## Problem
Copy out every line of the listing below word for word, omitting the pictures.

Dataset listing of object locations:
──────
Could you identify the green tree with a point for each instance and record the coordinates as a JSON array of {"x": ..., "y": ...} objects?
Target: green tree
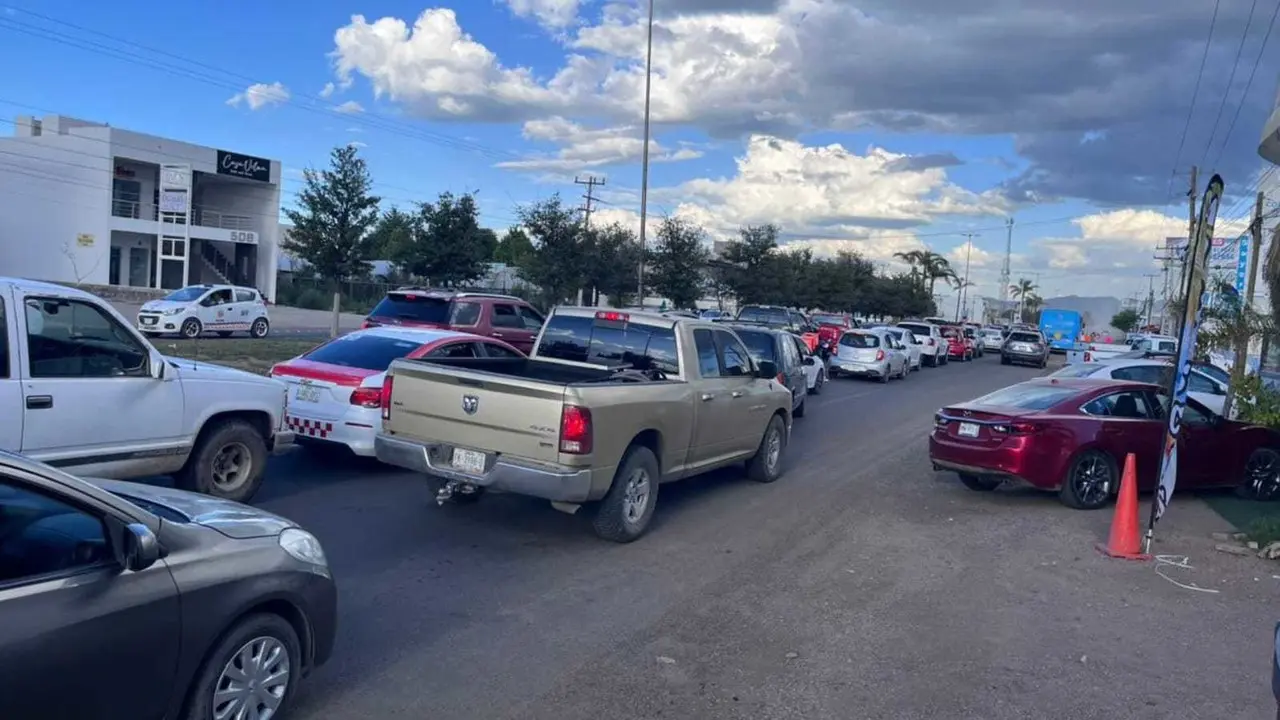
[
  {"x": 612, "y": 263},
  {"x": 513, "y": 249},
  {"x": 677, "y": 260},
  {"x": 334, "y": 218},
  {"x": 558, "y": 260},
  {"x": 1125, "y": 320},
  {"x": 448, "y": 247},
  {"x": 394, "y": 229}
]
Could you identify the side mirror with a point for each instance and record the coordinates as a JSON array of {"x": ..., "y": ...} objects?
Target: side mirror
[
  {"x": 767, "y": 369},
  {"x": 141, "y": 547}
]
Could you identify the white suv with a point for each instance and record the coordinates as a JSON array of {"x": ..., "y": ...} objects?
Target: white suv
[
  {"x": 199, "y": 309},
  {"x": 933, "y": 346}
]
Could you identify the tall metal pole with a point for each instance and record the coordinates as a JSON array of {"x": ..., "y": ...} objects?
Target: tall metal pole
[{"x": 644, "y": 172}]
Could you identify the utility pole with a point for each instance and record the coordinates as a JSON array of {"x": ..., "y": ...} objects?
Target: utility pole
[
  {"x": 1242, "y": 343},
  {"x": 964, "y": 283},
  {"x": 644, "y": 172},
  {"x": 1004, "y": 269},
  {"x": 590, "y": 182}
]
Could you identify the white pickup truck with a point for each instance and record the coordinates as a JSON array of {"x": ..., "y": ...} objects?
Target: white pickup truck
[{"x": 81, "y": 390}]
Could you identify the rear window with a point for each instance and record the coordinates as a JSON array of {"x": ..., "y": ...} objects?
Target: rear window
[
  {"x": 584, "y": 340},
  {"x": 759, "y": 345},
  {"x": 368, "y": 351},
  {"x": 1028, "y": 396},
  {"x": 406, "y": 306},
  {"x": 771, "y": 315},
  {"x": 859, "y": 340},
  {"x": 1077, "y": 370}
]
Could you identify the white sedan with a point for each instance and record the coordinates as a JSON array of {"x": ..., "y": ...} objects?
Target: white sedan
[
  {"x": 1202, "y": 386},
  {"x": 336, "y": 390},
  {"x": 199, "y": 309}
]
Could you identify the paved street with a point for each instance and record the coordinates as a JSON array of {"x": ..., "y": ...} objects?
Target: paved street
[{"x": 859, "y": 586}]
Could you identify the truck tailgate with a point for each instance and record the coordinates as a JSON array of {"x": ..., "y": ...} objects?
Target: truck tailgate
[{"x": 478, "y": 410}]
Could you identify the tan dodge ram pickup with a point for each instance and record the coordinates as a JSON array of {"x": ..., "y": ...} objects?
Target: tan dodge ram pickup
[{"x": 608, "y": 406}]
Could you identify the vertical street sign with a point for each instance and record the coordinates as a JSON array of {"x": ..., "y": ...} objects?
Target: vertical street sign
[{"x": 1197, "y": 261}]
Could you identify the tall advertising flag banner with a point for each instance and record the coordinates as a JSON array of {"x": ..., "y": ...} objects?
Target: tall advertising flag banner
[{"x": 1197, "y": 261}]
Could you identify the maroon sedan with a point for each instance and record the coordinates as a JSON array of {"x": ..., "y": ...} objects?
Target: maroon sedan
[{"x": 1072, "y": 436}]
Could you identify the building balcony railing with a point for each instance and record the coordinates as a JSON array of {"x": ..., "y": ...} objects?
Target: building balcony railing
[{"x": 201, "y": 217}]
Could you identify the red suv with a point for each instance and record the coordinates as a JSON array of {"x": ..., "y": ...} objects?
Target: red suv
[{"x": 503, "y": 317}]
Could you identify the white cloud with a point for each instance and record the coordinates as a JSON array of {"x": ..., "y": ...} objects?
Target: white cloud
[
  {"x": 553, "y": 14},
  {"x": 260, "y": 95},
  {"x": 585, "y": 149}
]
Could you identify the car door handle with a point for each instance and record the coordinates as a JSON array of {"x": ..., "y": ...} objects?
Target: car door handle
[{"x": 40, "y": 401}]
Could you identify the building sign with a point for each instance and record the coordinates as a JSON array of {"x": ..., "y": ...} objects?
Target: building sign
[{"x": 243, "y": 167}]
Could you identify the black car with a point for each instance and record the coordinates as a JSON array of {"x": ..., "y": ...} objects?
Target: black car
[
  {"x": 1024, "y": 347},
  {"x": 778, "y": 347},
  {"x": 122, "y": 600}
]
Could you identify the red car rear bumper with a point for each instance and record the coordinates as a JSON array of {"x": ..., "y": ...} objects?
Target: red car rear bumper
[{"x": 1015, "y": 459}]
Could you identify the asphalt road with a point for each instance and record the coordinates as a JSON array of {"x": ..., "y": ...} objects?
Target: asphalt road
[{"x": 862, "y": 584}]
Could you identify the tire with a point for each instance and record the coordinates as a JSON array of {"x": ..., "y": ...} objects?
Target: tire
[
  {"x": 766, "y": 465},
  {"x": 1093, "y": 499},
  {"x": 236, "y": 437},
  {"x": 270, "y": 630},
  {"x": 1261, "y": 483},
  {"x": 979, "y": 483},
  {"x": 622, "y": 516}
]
──────
## The solution
Could you identify the green tree with a point for each instance and record the coordinates as a JSON array of {"x": ..., "y": ...} objects?
Target: green tree
[
  {"x": 612, "y": 263},
  {"x": 513, "y": 249},
  {"x": 677, "y": 260},
  {"x": 334, "y": 218},
  {"x": 558, "y": 260},
  {"x": 1125, "y": 320},
  {"x": 448, "y": 247},
  {"x": 394, "y": 229}
]
Could you identify the side mirror with a point for each instance and record the coordinates as a JSON array of {"x": ..., "y": ...} objects?
Target: side mirror
[
  {"x": 767, "y": 369},
  {"x": 141, "y": 547}
]
Could you identify the white suv with a point for each instance and record the coordinates as a JSON array of {"x": ..., "y": ...} objects?
Target: white suv
[
  {"x": 199, "y": 309},
  {"x": 933, "y": 346}
]
Could you identify the tall metal pole with a point for each instance and record the coordinates as a JSON array of {"x": ..., "y": ...} objects?
Target: tall metal pole
[{"x": 644, "y": 172}]
Could you identify the utility pole with a point for each instance and record the coordinates as a JSON array of {"x": ..., "y": ...} objects?
Target: utility pole
[
  {"x": 1242, "y": 343},
  {"x": 964, "y": 283},
  {"x": 644, "y": 172},
  {"x": 1004, "y": 269},
  {"x": 590, "y": 182}
]
Could you identify the white pickup truck with a point for each instance and record the coordinates as a JSON array of {"x": ..., "y": ...} objects?
Target: white pickup truck
[{"x": 81, "y": 390}]
Could you identify the rear window with a point for each instance and record the coordinates as a JSON array of {"x": ..., "y": ...} objects?
Target: rear window
[
  {"x": 584, "y": 340},
  {"x": 759, "y": 345},
  {"x": 368, "y": 351},
  {"x": 1028, "y": 396},
  {"x": 406, "y": 306},
  {"x": 771, "y": 315},
  {"x": 859, "y": 340},
  {"x": 1077, "y": 370}
]
Could you identify the white sedan with a point for each instance and record the coordinates as a JSON array of {"x": ..., "y": ...} objects?
Target: white sedan
[
  {"x": 1202, "y": 386},
  {"x": 336, "y": 390},
  {"x": 199, "y": 309}
]
Could you identify the paved street with a point for each instance and record the coordinates as a JSON array of {"x": ..., "y": ...} objects?
Target: paved street
[{"x": 859, "y": 586}]
Could you identify the truck tailgate with a point for each instance and record the coordinates as a JSON array of {"x": ..., "y": ...} objects?
Target: truck tailgate
[{"x": 478, "y": 410}]
Could you identify the tan dodge ram pickup with a point for each instance and record the coordinates as a JSON array of {"x": ..., "y": ...} objects?
Target: tan dodge ram pickup
[{"x": 608, "y": 406}]
Could you identify the vertical street sign with a point for each instance and record the coordinates as a JSON array of {"x": ..., "y": ...} objects?
Target: vertical street sign
[{"x": 1197, "y": 261}]
Could you identify the tall advertising flag banner with a point for each instance and record the coordinates as a JSON array of {"x": ..., "y": ...} objects?
Target: tall advertising flag banner
[{"x": 1197, "y": 261}]
Could you identify the maroon sedan with a point for each instance and record the coordinates as a JSON array of {"x": ..., "y": ...} objects?
Target: maroon sedan
[{"x": 1072, "y": 436}]
Could you identify the building balcony railing with a point for each instance and record the coordinates as a JSON array of {"x": ..., "y": ...} objects?
Target: building balcony railing
[{"x": 201, "y": 217}]
Could you identify the red suv with a point for each instance and record the coordinates as a JSON array of {"x": ..., "y": ...} objects?
Target: red suv
[{"x": 503, "y": 317}]
Could you identify the white cloud with a point for each instance and record the coordinates as a JSON array of {"x": ..., "y": ...} objects?
Target: white cloud
[
  {"x": 553, "y": 14},
  {"x": 260, "y": 95},
  {"x": 585, "y": 149}
]
Could you identify the car door handle with a point for each instance and record the coordinates as a JSON array of {"x": ..., "y": ...} objects?
Target: car door handle
[{"x": 40, "y": 401}]
Could you identify the building sign with a point for each instance and record the coordinates as a JSON array of {"x": ..., "y": ...} objects?
Target: building sign
[{"x": 243, "y": 167}]
Could you identify the black car with a point for each instance and record the coordinates as a JSON array of {"x": ..., "y": ...} objects?
Target: black car
[
  {"x": 1024, "y": 347},
  {"x": 778, "y": 347},
  {"x": 122, "y": 600}
]
Could you identify the red car rear bumper with a point for each instance and record the coordinates as a JSON array of {"x": ..., "y": ...} objects?
Target: red car rear bumper
[{"x": 1015, "y": 459}]
Could you identify the asphalt road with a point for each instance and record the coordinates as a JSON array of {"x": ..., "y": ...} objects?
Target: asphalt road
[{"x": 862, "y": 584}]
Could you identify the tire with a point for each instance and record the coordinates as a JSON array of {"x": ..., "y": ...} objects?
Target: tire
[
  {"x": 766, "y": 465},
  {"x": 1093, "y": 499},
  {"x": 236, "y": 437},
  {"x": 270, "y": 630},
  {"x": 1261, "y": 483},
  {"x": 979, "y": 483},
  {"x": 622, "y": 516}
]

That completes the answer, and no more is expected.